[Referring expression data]

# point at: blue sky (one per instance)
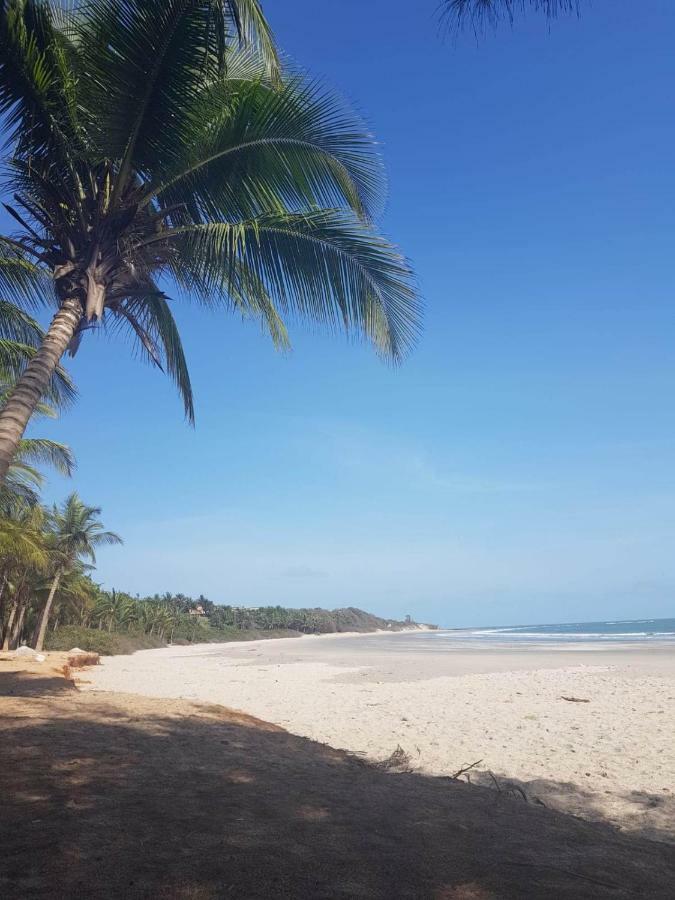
(520, 466)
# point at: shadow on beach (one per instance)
(110, 795)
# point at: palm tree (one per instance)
(158, 144)
(477, 14)
(77, 532)
(23, 479)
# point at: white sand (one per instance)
(611, 758)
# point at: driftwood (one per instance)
(465, 769)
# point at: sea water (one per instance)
(641, 631)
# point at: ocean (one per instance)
(641, 631)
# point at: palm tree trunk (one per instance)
(10, 624)
(39, 644)
(15, 636)
(35, 381)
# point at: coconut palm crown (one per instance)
(158, 149)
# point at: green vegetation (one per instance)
(113, 622)
(477, 14)
(163, 143)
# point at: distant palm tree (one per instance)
(77, 532)
(158, 142)
(476, 14)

● **What is needed**:
Omit the pictures and restate the rest of the records verbatim.

● **Exercise solution**:
# point at: blue sky (one per instance)
(520, 466)
# point at: shadow on beach (one per instance)
(110, 795)
# point at: palm tree (one per instance)
(158, 144)
(477, 14)
(77, 532)
(23, 479)
# point at: white sand (one per instance)
(611, 758)
# point at: driftwood (one per instance)
(465, 769)
# point at: sea water (one per instance)
(641, 631)
# point at: ocean (one per instance)
(641, 631)
# point at: palm tree trunk (one per instance)
(10, 624)
(39, 644)
(15, 636)
(35, 381)
# point at: coconut palm crown (one per instance)
(158, 149)
# point at: green vegetation (one per instance)
(113, 622)
(477, 14)
(163, 143)
# point at: distant palm tree (one per instance)
(77, 532)
(158, 142)
(476, 14)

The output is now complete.